### What to produce
Please gather every line of the material below that contains the string "marking" and copy each one in full. Matching is case-sensitive.

--- Data section ---

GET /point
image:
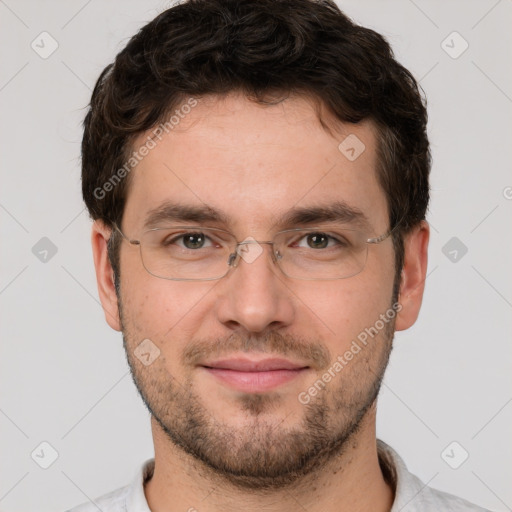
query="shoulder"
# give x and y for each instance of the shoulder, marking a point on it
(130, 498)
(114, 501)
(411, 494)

---
--- Data section ---

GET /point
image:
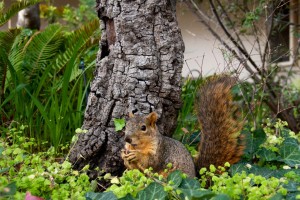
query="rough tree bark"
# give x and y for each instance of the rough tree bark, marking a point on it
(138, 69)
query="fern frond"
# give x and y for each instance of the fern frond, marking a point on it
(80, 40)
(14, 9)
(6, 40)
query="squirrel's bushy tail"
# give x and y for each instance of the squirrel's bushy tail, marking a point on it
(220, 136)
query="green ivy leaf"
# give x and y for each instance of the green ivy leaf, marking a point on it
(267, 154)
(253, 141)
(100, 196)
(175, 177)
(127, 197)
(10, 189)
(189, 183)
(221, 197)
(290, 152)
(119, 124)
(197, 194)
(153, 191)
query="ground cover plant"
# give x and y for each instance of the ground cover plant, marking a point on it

---

### Result of the task
# give x and y for each instance of the shoulder, marking a point on it
# give x and y for each instance of the rough tree bark, marking a point on it
# give x and y for each instance of the fern frond, marking a point on it
# give x and y for each instance of the squirrel's bushy tail, marking a point on it
# give x and y for each instance of the green ivy leaf, marking a point on it
# give x and y for each instance of the ground cover plant, marking a point on it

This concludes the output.